ЗАДАНИЕ 1.
Ответьте по отрывку о лейтенанте Борисе Костяеве на три вопроса, каждый ответ дайте с новой строки с той же буквой.
(а) Кто, по словам отрывка, был мелкой рыбешкой, которую выдавили наверх матерые осетры — алтайцы?
(б) Сколько ночей, согласно отрывку, отвела жизнь лейтенанту Борису Костяеву на любовь?
(в) Куда угодил снайпер Карышеву?
ЗАДАНИЕ 2. Перепишите часть отрывка о лейтенанте Борисе Костяеве, начиная со слов "Одну короткую ночь" и до слов "разряд собственных утрат." включительно, заменив "будничные заботы" на "привычные заботы".

ФРАГМЕНТ ТЕКСТА.
Но даже и во сне, когда утихшее сознание не руководит ни словом, ни поступком, когда, собственно, нет места ни слову, ни поступку, не стираются признаки индивидуальности. «Люся поставила канистру на подоконник, смела со стола объедь и вытряхнула тряпку над лоханкой. Борис глядел на разметавшихся, убитых сном солдат, куда бы лечь. Шкалика — мелкую рыбешку, выдавили наверх матерые осетры — алтайцы. Он лежал поперек народа, хватал воздух распахнутым ртом. Похоже было — кричал что-то во сне. Квасил губы Ланцов, обняв подушку. Храпел Малышев, и солому, как в буран, трепало возле рта его. Взлетали планки медалей на булыжной груди Карышева».
И тут как бы спадает еще одна пелена и открывается уже третий, наиболее глубокий слой человеческого характера, а число действующих героев сводится почти до минимума — только он и она, Борис и Люся. Не суждено было в ту ночь забыться сном взводному рядом со своими боевыми товарищами: внезапная любовь обрушивается на него.
Одну короткую ночь отвела жизнь лейтенанту Борису Костяеву на единственную в его судьбе любовь. Наступивший день принес будничные заботы и прощание — вперед, на запад, вели военные дороги лейтенанта и его взвод. И снова расширяется круг действующих лиц, сначала это опять взвод, а затем — и вся армия. Но теперь уже не теряется ничья судьба в общем, огромном военном котле. И мы остро испытываем горечь утрат, которые неотступно преследуют Бориса Костяева. Это чувство овладевает нами только теперь, когда с людей спали все покровы и каждый предстал перед нами в своей жизненной незащищенности. Каждого погибшего мы уже заносим не в разряд потерь, а в разряд собственных утрат.
Да, «немец уже стал не тот», но война оставалась прежней. Один за другим гибнут герои повести, и гнетущее одиночество охватывает взводного.
«Снайпер угодил Карышеву под правый сосок, искорежив угол гвардейского значка. Карышев был еще жив, когда его доставили в траншею, но нести себя в санбат не разрешил.

НАБОР ЗАПИСЕЙ.
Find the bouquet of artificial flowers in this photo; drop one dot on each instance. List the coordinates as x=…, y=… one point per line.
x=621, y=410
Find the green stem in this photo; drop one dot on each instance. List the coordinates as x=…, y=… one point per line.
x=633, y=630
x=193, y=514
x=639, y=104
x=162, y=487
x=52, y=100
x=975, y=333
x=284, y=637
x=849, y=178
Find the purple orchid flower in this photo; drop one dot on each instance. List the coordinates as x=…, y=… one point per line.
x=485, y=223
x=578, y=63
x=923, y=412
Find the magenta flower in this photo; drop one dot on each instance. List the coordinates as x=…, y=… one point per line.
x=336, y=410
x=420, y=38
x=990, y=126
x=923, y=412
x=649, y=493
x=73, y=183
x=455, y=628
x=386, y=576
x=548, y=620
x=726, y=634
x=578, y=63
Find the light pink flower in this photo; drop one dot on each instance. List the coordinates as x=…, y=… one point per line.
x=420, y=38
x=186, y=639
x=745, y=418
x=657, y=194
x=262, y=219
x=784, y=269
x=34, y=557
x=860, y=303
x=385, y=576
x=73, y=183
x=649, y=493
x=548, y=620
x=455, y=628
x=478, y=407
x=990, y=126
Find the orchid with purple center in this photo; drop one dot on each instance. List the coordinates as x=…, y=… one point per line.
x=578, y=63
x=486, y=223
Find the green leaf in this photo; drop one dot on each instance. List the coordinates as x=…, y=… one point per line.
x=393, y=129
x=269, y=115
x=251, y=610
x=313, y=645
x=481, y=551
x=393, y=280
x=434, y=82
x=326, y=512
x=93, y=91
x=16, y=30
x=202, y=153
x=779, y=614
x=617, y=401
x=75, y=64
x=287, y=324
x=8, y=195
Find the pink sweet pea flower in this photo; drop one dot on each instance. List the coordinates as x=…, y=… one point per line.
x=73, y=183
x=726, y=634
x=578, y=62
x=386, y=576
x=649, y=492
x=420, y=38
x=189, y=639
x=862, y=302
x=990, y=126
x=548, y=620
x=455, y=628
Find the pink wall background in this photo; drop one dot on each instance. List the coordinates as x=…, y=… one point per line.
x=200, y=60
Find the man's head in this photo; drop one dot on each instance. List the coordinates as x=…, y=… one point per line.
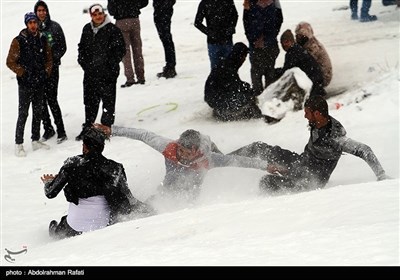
x=287, y=39
x=41, y=10
x=97, y=14
x=93, y=140
x=188, y=147
x=31, y=22
x=316, y=111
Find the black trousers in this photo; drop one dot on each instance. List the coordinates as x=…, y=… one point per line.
x=94, y=91
x=26, y=96
x=262, y=63
x=162, y=21
x=63, y=230
x=50, y=100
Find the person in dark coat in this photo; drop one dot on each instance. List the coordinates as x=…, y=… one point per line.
x=231, y=98
x=100, y=50
x=313, y=168
x=221, y=18
x=56, y=39
x=127, y=18
x=262, y=20
x=163, y=10
x=95, y=187
x=31, y=60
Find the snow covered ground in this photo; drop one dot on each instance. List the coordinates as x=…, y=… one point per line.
x=354, y=221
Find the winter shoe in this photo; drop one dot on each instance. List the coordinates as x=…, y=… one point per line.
x=52, y=228
x=368, y=18
x=167, y=73
x=36, y=145
x=19, y=150
x=62, y=139
x=139, y=82
x=47, y=135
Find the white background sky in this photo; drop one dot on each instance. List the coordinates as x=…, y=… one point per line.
x=353, y=221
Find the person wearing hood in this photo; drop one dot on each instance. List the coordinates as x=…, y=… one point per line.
x=100, y=51
x=31, y=60
x=231, y=98
x=95, y=187
x=187, y=159
x=305, y=38
x=312, y=168
x=127, y=18
x=56, y=39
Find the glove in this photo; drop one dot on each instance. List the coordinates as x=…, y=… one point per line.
x=383, y=176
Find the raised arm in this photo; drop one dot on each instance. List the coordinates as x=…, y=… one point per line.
x=155, y=141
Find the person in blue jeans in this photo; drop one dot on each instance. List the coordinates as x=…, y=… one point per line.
x=364, y=16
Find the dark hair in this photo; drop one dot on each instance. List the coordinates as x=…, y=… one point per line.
x=190, y=138
x=94, y=139
x=287, y=36
x=317, y=103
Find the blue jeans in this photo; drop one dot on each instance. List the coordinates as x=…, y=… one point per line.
x=217, y=52
x=366, y=4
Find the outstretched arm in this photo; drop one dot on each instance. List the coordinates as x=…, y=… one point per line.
x=365, y=152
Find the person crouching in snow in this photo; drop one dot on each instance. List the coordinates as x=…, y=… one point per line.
x=96, y=188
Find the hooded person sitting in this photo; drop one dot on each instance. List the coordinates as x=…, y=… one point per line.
x=231, y=98
x=305, y=37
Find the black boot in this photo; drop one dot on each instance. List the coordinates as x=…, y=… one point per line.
x=168, y=72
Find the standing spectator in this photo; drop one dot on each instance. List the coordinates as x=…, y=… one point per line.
x=30, y=59
x=56, y=39
x=364, y=16
x=231, y=98
x=163, y=10
x=95, y=187
x=126, y=14
x=262, y=21
x=100, y=51
x=221, y=18
x=305, y=38
x=313, y=168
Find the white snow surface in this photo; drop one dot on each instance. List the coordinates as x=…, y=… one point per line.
x=353, y=221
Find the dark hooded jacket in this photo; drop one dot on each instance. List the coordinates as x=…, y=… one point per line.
x=53, y=33
x=224, y=86
x=121, y=9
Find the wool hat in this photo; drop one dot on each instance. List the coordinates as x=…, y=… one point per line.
x=30, y=16
x=96, y=7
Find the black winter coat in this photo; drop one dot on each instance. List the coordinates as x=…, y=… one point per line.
x=121, y=9
x=221, y=18
x=297, y=56
x=54, y=35
x=92, y=175
x=100, y=54
x=224, y=89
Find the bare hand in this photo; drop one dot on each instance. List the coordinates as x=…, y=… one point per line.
x=104, y=128
x=47, y=178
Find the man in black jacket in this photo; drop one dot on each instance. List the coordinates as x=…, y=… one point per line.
x=313, y=168
x=221, y=18
x=231, y=98
x=56, y=39
x=163, y=10
x=100, y=50
x=96, y=188
x=126, y=14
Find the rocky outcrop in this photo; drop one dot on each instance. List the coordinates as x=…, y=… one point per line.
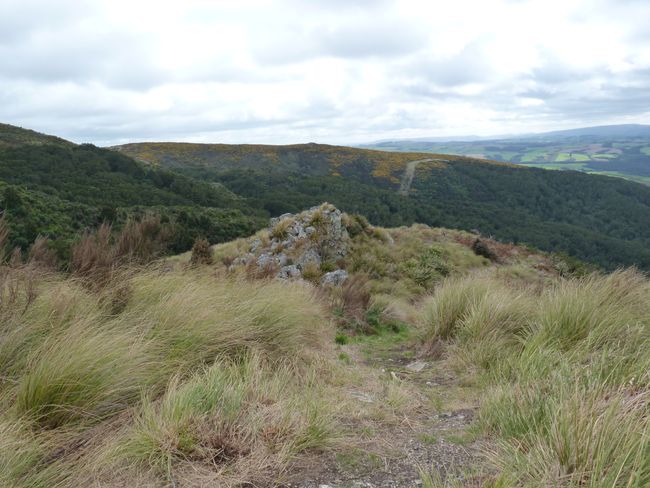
x=309, y=245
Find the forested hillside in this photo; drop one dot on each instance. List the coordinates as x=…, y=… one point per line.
x=57, y=189
x=595, y=218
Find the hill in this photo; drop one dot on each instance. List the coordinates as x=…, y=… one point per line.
x=595, y=218
x=57, y=189
x=439, y=360
x=617, y=150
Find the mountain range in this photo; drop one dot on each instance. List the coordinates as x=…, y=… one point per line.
x=613, y=150
x=53, y=187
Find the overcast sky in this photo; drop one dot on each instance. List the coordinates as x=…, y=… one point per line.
x=334, y=71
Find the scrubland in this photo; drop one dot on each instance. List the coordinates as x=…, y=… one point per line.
x=119, y=372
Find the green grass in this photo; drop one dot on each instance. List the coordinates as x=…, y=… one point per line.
x=194, y=372
x=565, y=372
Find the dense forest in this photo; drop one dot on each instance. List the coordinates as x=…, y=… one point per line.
x=595, y=218
x=60, y=190
x=57, y=189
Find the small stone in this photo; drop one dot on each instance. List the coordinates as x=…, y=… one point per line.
x=288, y=272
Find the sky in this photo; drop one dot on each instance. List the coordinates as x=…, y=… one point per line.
x=330, y=71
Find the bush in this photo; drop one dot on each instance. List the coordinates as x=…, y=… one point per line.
x=201, y=253
x=481, y=248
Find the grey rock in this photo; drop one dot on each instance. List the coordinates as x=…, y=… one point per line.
x=310, y=256
x=264, y=260
x=281, y=259
x=288, y=272
x=255, y=245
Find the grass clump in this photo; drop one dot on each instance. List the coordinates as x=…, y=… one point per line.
x=195, y=379
x=565, y=371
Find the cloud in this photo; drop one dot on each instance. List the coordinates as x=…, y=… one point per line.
x=330, y=71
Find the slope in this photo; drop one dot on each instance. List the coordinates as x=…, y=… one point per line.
x=57, y=189
x=604, y=220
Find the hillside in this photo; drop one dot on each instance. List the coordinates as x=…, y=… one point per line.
x=595, y=218
x=440, y=360
x=618, y=150
x=58, y=189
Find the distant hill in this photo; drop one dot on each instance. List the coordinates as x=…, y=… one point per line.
x=621, y=130
x=600, y=219
x=614, y=150
x=54, y=188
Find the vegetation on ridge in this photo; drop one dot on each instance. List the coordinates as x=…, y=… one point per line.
x=171, y=374
x=594, y=218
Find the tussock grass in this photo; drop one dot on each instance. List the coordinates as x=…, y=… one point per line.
x=193, y=378
x=567, y=372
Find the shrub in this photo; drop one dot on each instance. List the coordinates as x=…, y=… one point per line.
x=481, y=248
x=201, y=253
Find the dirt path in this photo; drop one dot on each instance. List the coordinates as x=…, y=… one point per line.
x=409, y=173
x=428, y=433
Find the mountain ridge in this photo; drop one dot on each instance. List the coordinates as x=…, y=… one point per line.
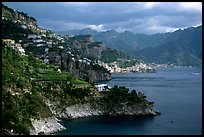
x=135, y=44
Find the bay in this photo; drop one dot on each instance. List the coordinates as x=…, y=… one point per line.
x=177, y=94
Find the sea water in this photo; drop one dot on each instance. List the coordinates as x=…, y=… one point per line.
x=176, y=93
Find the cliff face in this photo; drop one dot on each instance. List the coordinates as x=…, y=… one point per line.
x=98, y=108
x=22, y=18
x=87, y=71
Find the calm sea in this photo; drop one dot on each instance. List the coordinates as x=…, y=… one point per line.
x=177, y=93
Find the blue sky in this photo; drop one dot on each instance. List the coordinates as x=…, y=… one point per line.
x=137, y=17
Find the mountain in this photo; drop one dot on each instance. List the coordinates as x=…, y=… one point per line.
x=184, y=47
x=157, y=48
x=35, y=93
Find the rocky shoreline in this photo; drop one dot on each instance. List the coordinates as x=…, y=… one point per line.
x=95, y=107
x=46, y=126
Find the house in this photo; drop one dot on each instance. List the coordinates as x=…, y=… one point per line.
x=102, y=87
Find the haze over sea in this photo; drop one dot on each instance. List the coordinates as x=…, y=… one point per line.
x=177, y=94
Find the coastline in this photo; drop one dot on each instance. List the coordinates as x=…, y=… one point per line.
x=46, y=126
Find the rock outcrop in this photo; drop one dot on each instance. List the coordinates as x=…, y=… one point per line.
x=87, y=71
x=98, y=108
x=46, y=126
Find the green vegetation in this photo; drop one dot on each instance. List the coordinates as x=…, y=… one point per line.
x=13, y=31
x=109, y=55
x=122, y=94
x=26, y=81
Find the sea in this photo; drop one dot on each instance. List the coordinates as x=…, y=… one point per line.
x=176, y=93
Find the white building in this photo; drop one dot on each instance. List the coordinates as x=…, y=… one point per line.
x=102, y=87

ИТОГОВЫЙ ОТВЕТ 1.
(а) Шкалик.
(б) Одну короткую ночь.
(в) Под правый сосок, искорежив угол гвардейского значка.

ИТОГОВЫЙ ОТВЕТ 2.
Одну короткую ночь отвела жизнь лейтенанту Борису Костяеву на единственную в его судьбе любовь. Наступивший день принес привычные заботы и прощание — вперед, на запад, вели военные дороги лейтенанта и его взвод. И снова расширяется круг действующих лиц, сначала это опять взвод, а затем — и вся армия. Но теперь уже не теряется ничья судьба в общем, огромном военном котле. И мы остро испытываем горечь утрат, которые неотступно преследуют Бориса Костяева. Это чувство овладевает нами только теперь, когда с людей спали все покровы и каждый предстал перед нами в своей жизненной незащищенности. Каждого погибшего мы уже заносим не в разряд потерь, а в разряд собственных утрат.